* [Page excerpt]
——————————

D&C 42:48 says: "And again it shall come to pass that he that has faith in me to be healed and is not appointed unto death, shall be healed. I truly believe that it was Wyatt's time to leave this earth and there was nothing more we could do about that.

President Spencer W. Kimball said: "I am positive in my mind that the Lord has
planned our destiny. We can shorten our lives but I think we cannot lengthen
them very much. Sometime we'll understand fully, and when we see back from the
vantage point of the future we shall be satisfied with many of the happenings of
this life which seemed so difficult for us to comprehend. We knew before we were
born that we were coming to the earth for bodies and experience and that we
would have joys and sorrows, pain and comforts, ease and hardships, health and
sickness, successes and disappointments, and we knew also that we would die. We
accepted all these eventualities with a glad heart, eager to accept both the
favorable and unfavorable. We were undoubtedly willing to have a mortal body
even if it were deformed. We eagerly accepted the chance to come earthward even
though it might be for a day, a year or a century. Perhaps we were not so much
concerned whether we should die of disease, of accident, or senility. We were
willing to come, and take life as it came and as we might organize and control
it, and this without murmur, complaint or unreasonable demands...."

——————————

* [What you need to do]
In the passage on faith and destiny, what does Spencer W. Kimball say we can and cannot do to our lives?

Stored data entries
——————————

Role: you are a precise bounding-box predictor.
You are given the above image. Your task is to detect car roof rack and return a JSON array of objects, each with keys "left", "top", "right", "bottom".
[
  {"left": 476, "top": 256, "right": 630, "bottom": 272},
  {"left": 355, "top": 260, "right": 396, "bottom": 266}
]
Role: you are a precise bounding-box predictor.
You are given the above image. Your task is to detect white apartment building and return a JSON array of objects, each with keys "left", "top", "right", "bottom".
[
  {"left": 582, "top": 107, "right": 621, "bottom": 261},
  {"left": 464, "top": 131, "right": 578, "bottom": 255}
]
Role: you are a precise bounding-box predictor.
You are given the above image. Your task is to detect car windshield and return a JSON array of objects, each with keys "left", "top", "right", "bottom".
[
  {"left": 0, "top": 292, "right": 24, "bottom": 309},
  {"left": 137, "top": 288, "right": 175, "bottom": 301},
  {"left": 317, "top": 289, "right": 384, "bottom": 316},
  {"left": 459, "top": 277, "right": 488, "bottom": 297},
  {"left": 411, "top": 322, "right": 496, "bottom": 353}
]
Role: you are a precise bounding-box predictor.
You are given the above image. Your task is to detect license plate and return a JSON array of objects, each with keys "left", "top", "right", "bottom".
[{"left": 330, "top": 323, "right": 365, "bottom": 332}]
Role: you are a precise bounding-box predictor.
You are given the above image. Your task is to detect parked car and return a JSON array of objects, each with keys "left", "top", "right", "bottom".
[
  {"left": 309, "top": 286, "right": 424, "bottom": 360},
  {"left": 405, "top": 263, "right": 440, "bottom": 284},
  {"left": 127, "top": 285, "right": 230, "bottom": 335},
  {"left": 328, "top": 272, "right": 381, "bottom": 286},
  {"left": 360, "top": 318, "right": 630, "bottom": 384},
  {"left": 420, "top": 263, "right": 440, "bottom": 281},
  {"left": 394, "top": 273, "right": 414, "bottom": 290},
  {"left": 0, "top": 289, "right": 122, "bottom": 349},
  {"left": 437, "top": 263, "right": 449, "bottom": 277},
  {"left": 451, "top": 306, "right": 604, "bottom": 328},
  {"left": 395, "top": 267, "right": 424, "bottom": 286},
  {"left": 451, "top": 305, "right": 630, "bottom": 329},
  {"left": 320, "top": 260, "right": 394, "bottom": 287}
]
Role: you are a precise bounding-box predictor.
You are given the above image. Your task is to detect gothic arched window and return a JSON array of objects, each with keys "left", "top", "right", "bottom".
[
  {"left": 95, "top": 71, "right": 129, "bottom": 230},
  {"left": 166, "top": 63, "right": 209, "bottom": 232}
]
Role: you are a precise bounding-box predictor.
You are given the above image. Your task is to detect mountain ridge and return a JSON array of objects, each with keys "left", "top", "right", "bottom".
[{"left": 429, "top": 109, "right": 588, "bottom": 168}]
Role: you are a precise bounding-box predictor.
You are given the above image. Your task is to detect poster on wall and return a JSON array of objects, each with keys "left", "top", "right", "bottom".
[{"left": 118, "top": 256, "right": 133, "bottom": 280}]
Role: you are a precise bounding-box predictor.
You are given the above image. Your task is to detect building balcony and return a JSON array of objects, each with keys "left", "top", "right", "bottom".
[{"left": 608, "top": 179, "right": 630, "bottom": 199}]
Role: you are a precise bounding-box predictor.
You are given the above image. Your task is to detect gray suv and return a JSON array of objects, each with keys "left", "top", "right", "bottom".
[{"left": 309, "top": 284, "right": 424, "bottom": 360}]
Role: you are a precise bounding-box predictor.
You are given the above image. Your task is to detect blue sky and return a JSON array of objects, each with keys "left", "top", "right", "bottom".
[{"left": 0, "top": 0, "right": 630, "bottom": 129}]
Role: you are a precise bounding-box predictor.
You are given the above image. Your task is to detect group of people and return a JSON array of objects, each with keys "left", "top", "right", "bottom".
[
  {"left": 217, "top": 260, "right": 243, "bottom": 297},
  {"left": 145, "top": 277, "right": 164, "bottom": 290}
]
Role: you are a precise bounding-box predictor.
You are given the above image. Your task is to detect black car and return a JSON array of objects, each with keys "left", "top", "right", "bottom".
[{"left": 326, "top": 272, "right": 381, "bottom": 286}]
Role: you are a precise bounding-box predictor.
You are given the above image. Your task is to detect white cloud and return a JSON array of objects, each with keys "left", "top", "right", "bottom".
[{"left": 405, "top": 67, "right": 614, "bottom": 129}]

——————————

* [Task answer]
He says we can shorten our lives, but we cannot lengthen them very much.